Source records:
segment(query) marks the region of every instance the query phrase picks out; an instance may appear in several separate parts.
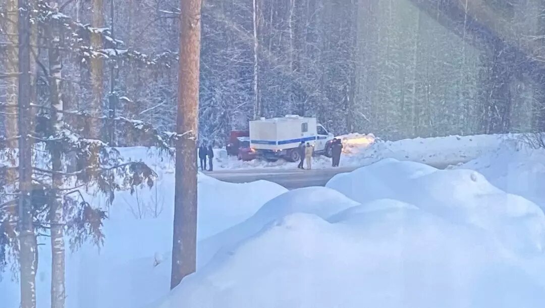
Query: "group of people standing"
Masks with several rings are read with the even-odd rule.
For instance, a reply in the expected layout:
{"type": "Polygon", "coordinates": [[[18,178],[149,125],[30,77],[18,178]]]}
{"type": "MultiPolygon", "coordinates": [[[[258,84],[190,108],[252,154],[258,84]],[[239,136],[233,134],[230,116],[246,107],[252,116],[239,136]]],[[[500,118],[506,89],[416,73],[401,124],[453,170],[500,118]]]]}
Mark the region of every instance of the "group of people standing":
{"type": "Polygon", "coordinates": [[[299,150],[301,161],[299,162],[299,164],[297,166],[297,167],[299,169],[304,170],[305,168],[303,168],[303,162],[306,160],[307,170],[310,170],[312,164],[312,154],[314,153],[314,148],[308,142],[307,142],[306,146],[305,146],[305,142],[301,142],[299,144],[299,150]]]}
{"type": "MultiPolygon", "coordinates": [[[[333,139],[331,147],[331,160],[332,161],[332,166],[333,167],[338,167],[339,162],[341,161],[341,153],[342,153],[343,148],[341,140],[336,138],[333,139]]],[[[303,162],[306,160],[306,168],[307,170],[310,170],[312,167],[312,154],[314,153],[314,148],[308,142],[307,142],[306,145],[305,144],[304,142],[301,142],[299,144],[299,157],[301,159],[301,161],[299,162],[299,164],[297,166],[297,167],[299,169],[304,170],[303,162]]]]}
{"type": "Polygon", "coordinates": [[[206,170],[207,158],[208,158],[208,169],[209,171],[214,170],[214,149],[212,146],[208,146],[207,148],[204,144],[201,144],[198,149],[199,159],[201,160],[201,170],[204,171],[206,170]]]}

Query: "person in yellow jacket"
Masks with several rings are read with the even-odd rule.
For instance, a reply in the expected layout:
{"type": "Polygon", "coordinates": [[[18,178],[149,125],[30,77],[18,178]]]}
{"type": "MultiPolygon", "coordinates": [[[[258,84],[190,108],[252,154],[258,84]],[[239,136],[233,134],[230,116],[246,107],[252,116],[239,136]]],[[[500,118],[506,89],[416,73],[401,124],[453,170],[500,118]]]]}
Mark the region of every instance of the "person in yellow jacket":
{"type": "Polygon", "coordinates": [[[314,153],[314,148],[307,142],[306,148],[305,148],[305,159],[306,160],[307,170],[310,170],[311,165],[312,162],[312,153],[314,153]]]}

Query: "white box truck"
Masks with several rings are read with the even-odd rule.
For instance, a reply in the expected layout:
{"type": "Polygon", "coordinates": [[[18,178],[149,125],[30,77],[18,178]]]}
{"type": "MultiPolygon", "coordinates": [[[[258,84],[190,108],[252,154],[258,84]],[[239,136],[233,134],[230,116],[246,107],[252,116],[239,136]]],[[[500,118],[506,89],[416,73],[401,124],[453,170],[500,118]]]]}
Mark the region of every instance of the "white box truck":
{"type": "Polygon", "coordinates": [[[316,118],[287,115],[250,122],[250,146],[258,157],[268,160],[284,158],[297,161],[298,147],[301,142],[310,142],[314,153],[331,156],[333,134],[317,123],[316,118]]]}

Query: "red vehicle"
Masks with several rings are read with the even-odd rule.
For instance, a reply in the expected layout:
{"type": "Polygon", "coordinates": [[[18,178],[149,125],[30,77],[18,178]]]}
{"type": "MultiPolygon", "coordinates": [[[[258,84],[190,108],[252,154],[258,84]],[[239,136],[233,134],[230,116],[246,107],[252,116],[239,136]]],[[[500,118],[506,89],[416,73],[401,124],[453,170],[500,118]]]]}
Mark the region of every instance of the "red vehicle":
{"type": "Polygon", "coordinates": [[[227,150],[227,155],[238,155],[239,148],[240,147],[240,140],[239,140],[239,138],[242,137],[249,138],[250,132],[247,130],[233,130],[231,131],[229,140],[227,141],[227,146],[225,147],[227,150]]]}
{"type": "Polygon", "coordinates": [[[247,161],[252,160],[256,158],[256,150],[250,147],[250,138],[248,137],[239,137],[239,144],[238,159],[247,161]]]}

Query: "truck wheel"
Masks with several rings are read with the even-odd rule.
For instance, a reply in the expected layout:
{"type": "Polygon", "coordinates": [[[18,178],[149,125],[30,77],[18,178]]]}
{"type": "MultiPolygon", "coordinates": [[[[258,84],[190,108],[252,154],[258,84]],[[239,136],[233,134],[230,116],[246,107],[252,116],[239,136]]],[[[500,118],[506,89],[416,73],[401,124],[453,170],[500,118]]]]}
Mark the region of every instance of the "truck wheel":
{"type": "Polygon", "coordinates": [[[288,159],[292,162],[299,161],[301,159],[301,155],[298,150],[292,150],[288,154],[288,159]]]}

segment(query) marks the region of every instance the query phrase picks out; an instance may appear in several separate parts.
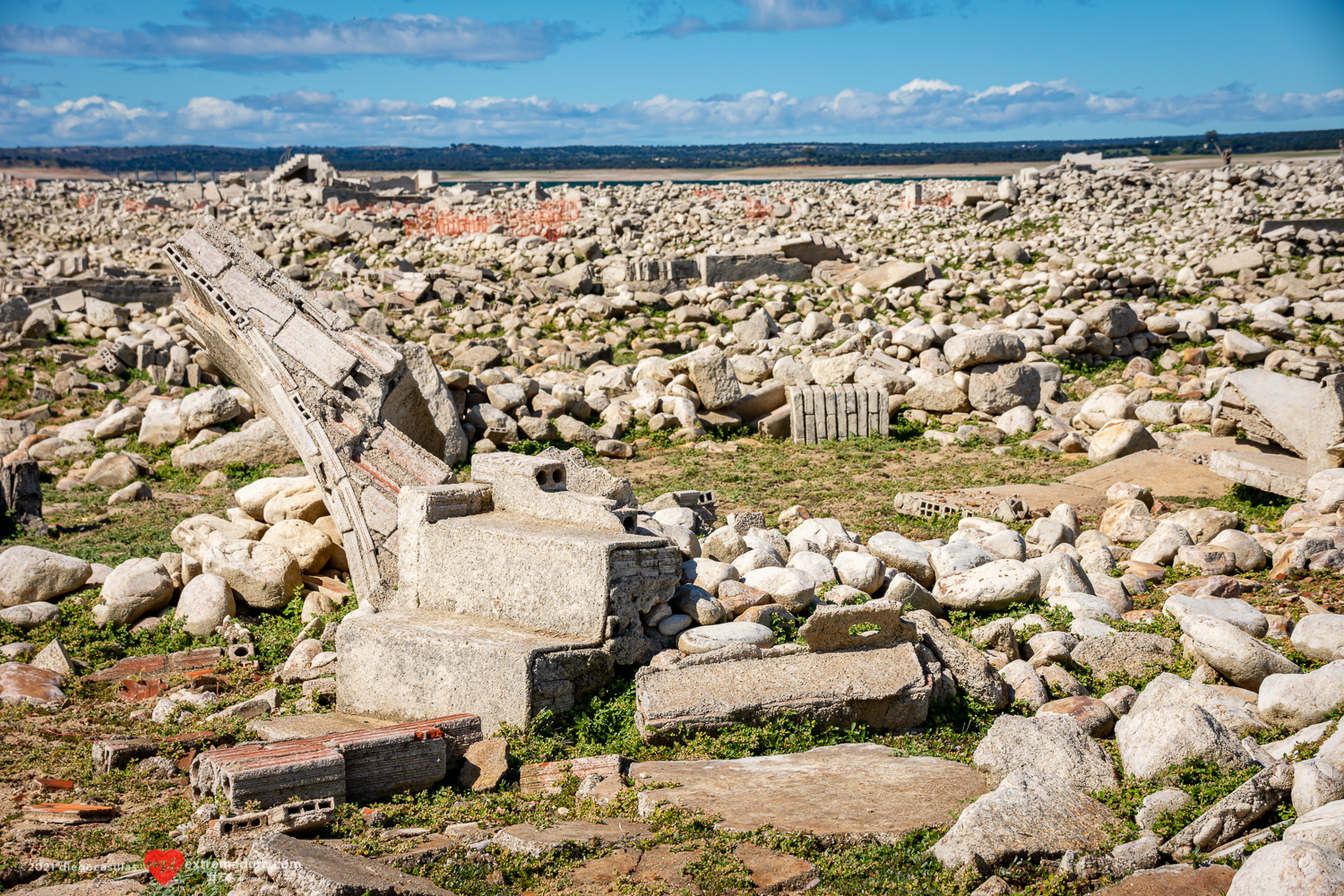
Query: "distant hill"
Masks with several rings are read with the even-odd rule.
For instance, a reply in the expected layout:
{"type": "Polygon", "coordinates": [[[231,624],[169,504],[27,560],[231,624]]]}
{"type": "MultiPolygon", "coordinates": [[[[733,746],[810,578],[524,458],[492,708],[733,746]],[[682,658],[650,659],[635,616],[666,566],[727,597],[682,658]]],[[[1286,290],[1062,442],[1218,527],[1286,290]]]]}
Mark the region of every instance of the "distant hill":
{"type": "MultiPolygon", "coordinates": [[[[1238,154],[1333,150],[1344,129],[1220,134],[1238,154]]],[[[1066,152],[1106,156],[1211,154],[1203,134],[1124,140],[1034,140],[923,144],[731,144],[706,146],[54,146],[0,148],[0,167],[118,171],[245,171],[271,168],[292,152],[324,153],[345,171],[548,171],[591,168],[699,168],[732,171],[766,165],[929,165],[1054,161],[1066,152]]]]}

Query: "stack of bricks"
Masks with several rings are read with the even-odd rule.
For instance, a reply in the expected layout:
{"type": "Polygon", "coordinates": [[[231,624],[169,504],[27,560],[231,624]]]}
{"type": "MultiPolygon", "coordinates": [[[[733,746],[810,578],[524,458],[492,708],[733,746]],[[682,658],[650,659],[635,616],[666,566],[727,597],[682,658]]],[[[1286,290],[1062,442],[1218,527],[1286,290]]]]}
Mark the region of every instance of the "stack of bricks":
{"type": "Polygon", "coordinates": [[[887,390],[876,386],[794,386],[789,390],[794,442],[886,435],[891,422],[887,390]]]}
{"type": "Polygon", "coordinates": [[[473,715],[445,716],[364,731],[210,750],[191,763],[198,799],[218,798],[231,811],[262,810],[292,799],[370,802],[433,787],[481,739],[473,715]]]}

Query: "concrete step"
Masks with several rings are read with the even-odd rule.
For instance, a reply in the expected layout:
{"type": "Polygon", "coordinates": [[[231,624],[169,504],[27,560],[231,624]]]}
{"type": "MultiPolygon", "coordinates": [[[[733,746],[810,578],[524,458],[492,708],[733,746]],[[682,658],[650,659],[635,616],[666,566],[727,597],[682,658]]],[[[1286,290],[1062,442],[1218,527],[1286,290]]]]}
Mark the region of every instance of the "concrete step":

- [Problem statement]
Extract each line of the material above that contains the string "truck".

- [Answer to this task]
Query: "white box truck"
Mark the region of every instance of the "white box truck":
Query: "truck wheel"
Mark the region of every instance of the "truck wheel":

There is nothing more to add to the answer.